---------- 本文 ----------

ヤクザの成田狂児(綾野剛)に、突然「カラオケ行こ!」と誘われた中学の合唱部の部長、岡聡実(齋藤潤)。誘われたのは意外な理由──狂児が所属している組ではカラオケ大会があり、そこで最下位になると恐ろしい恐怖が待ち受けているためだった。狂児はその恐怖から逃れるために、聡実に歌の指導をしてほしいと頼むのだが…。そんな衝撃的な導入から始まる、映画『カラオケ行こ!』(2024年1月12日公開)は、「女の園の星」、「夢中さ、きみに。」などで人気の和山やまの同名マンガを原作とした実写映画だ。和山といえば、「カラオケ行こ!」をはじめ、和山にしか描けない独特な世界観、”和山ワールド”が魅力。本稿では、そんな”和山ワールド”はいったいどういうものなのか、どのような作品として仕上げられているのかについて紹介していく。

---------- 入力データ ----------

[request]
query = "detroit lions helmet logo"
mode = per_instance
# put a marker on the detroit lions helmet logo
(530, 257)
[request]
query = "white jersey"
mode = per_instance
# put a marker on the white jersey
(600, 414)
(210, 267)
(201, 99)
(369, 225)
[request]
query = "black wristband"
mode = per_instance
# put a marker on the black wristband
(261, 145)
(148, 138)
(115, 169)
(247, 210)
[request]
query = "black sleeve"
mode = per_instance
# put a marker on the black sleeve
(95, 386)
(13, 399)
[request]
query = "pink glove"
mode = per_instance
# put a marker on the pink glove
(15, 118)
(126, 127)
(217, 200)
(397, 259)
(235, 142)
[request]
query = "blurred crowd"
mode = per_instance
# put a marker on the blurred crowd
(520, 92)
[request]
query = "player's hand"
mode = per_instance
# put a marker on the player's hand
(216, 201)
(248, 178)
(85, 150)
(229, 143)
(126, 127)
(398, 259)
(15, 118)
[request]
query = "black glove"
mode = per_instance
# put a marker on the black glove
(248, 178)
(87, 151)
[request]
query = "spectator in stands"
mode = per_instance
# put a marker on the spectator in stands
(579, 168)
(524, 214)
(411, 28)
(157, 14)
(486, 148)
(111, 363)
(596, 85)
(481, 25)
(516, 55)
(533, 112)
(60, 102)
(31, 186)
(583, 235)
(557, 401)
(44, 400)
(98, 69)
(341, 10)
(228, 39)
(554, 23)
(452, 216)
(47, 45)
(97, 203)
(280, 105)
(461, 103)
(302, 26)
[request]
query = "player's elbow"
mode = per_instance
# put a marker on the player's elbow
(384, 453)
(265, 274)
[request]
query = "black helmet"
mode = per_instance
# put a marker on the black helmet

----------

#### [やること]
1 > 本文に出てくる人名を、登場人物名と実在の人物名のどちらも含めてすべて挙げてください。
2 > 入力データの中から、「jersey」という文字列を含む行をすべて抜き出してください。

#### [各作業の解答]
1 > 成田狂児、綾野剛、岡聡実、齋藤潤、和山やま

2 >
query = "white jersey"
# put a marker on the white jersey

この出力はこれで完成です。